* Begin *

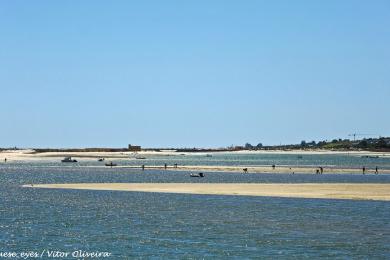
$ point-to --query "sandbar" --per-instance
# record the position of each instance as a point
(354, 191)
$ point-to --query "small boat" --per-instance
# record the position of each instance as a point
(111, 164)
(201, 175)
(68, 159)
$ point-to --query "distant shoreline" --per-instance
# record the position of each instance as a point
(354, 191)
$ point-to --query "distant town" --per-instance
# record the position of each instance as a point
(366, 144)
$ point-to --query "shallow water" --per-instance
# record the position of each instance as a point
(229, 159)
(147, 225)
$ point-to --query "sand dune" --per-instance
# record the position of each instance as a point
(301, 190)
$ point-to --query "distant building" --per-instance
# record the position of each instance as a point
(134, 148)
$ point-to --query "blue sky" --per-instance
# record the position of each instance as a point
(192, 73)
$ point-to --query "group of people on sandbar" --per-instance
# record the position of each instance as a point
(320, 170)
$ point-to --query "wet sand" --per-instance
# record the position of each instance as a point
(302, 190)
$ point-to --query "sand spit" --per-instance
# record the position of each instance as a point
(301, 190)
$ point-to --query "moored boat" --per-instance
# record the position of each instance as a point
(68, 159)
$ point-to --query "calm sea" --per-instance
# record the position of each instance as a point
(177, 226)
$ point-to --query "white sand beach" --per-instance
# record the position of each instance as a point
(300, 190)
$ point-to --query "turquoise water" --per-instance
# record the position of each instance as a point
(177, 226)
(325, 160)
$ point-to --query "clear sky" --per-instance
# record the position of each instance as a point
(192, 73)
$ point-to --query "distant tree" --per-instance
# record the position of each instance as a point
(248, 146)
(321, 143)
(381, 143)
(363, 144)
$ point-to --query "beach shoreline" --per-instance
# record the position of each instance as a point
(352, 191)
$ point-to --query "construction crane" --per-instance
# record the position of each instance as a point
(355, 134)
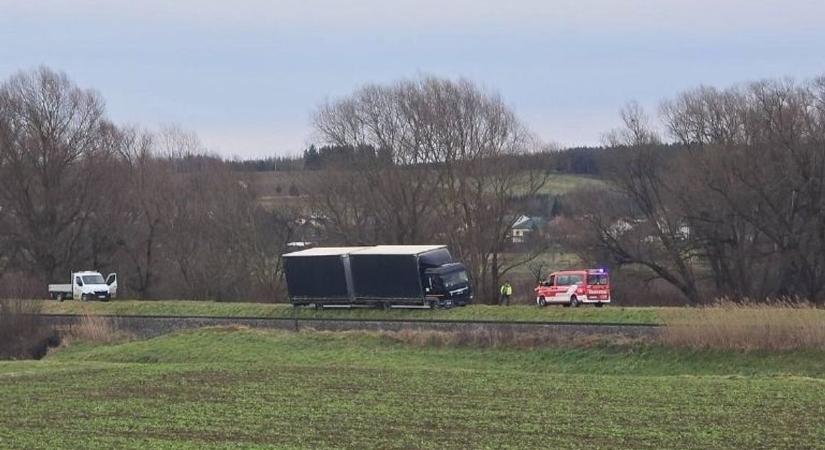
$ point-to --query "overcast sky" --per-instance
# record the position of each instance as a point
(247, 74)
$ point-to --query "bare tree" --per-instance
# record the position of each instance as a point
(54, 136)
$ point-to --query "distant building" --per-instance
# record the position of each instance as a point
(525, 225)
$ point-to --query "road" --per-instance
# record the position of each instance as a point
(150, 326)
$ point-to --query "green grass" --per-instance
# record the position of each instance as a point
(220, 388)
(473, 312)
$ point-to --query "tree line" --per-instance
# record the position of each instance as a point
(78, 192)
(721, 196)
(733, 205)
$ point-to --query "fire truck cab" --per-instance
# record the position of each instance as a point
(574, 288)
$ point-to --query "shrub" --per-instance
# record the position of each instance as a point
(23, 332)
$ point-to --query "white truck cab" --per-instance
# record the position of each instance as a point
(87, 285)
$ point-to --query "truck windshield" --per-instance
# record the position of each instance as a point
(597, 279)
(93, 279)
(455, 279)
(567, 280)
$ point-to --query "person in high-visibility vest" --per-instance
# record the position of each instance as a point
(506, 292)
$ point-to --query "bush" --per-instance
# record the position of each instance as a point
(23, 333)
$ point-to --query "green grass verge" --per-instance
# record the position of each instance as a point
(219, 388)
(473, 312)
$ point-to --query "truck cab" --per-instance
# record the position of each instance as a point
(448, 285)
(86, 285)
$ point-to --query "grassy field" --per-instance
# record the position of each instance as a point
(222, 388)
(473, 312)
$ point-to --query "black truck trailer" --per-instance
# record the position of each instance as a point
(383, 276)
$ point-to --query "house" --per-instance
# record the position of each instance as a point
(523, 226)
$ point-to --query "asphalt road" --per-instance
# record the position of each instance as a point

* End *

§ Brief
Will you restate every entry word for word and omit the images?

§ Output of the task
$ point-to --query "sandbar" --per-instance
# record the position of each instance as a point
(354, 191)
$ point-to --query "small boat" --per-instance
# record the position of each instance as a point
(111, 164)
(201, 175)
(68, 159)
$ point-to --query "distant shoreline" --per-instance
# record the position of each instance as a point
(354, 191)
$ point-to --query "distant town" --per-instance
# record the position of each instance as a point
(366, 144)
$ point-to --query "shallow water" --per-instance
# record the position of each instance as a point
(229, 159)
(147, 225)
$ point-to --query "sand dune" --per-instance
# record the position of each instance as a point
(301, 190)
$ point-to --query "distant building" --per-instance
# record the position of each instance as a point
(134, 148)
$ point-to --query "blue sky" --per-instance
# record the position of each instance as a point
(192, 73)
$ point-to --query "group of people on sandbar" --per-instance
# record the position of each instance as a point
(320, 170)
$ point-to --query "wet sand" --per-instance
# record the position of each instance as a point
(302, 190)
$ point-to --query "sand spit" --per-instance
# record the position of each instance as a point
(301, 190)
$ point-to --query "moored boat" --per-instance
# record the position of each instance as a point
(68, 159)
$ point-to --query "calm sea" --per-instance
# record the position of each instance as a point
(177, 226)
$ point-to --query "white sand beach" --per-instance
# record the position of each instance as a point
(300, 190)
$ point-to --query "turquoise water" --per-instance
# record the position of each instance as a point
(177, 226)
(325, 160)
$ point-to --query "clear sky" --per-instance
# record the position of each instance as a point
(192, 73)
$ point-to --query "distant tree" --per-instance
# record the position of each instance as a point
(248, 146)
(321, 143)
(381, 143)
(363, 144)
$ point-to --query "beach shoreline" --per-instance
# record the position of each instance as a point
(352, 191)
$ point-to --query "construction crane" --per-instance
# record the position of each instance as a point
(355, 134)
$ point-to --query "overcast sky" --per-instance
# record the position of each instance as a point
(247, 74)
$ point-to --query "bare tree" --per-instance
# record the position of each instance as a point
(54, 136)
$ point-to --query "distant building" --per-instance
# record the position of each instance as a point
(525, 225)
$ point-to --query "road" --per-instance
# record the position of each instance as a point
(150, 326)
$ point-to --query "green grass" --per-instance
# record the position of each instance as a point
(220, 388)
(473, 312)
$ point-to --query "tree line" --per-instance
# record the position of each instance as a point
(78, 192)
(721, 196)
(733, 205)
$ point-to --query "fire truck cab" --per-instance
# record the position of each instance as a point
(574, 288)
$ point-to --query "shrub" --per-instance
# record the position of each instance as a point
(23, 332)
$ point-to --query "white truck cab" --per-instance
# record the position of each instance as a point
(87, 285)
$ point-to --query "truck windshield" --per-instance
# record the position of each instance as a point
(597, 279)
(93, 279)
(455, 279)
(567, 280)
$ point-to --query "person in high-visibility vest" --per-instance
# record the position of each instance as a point
(506, 292)
$ point-to --query "bush" --per-instance
# record the position of each instance as a point
(23, 333)
$ point-to --query "green grass verge" --per-instance
# record the position of each instance as a point
(219, 388)
(473, 312)
$ point-to --query "truck cab" --per-instance
# record the position of each instance as a point
(448, 285)
(86, 285)
$ point-to --query "grassy field" --per-instance
# record the position of each instance as a point
(222, 388)
(473, 312)
$ point-to --query "black truck trailer" --per-instance
# record the position of each instance as a point
(383, 276)
$ point-to --query "house" --per-instance
# record the position of each instance as a point
(523, 226)
$ point-to --query "asphalt road" --per-instance
# record the position of each instance as a point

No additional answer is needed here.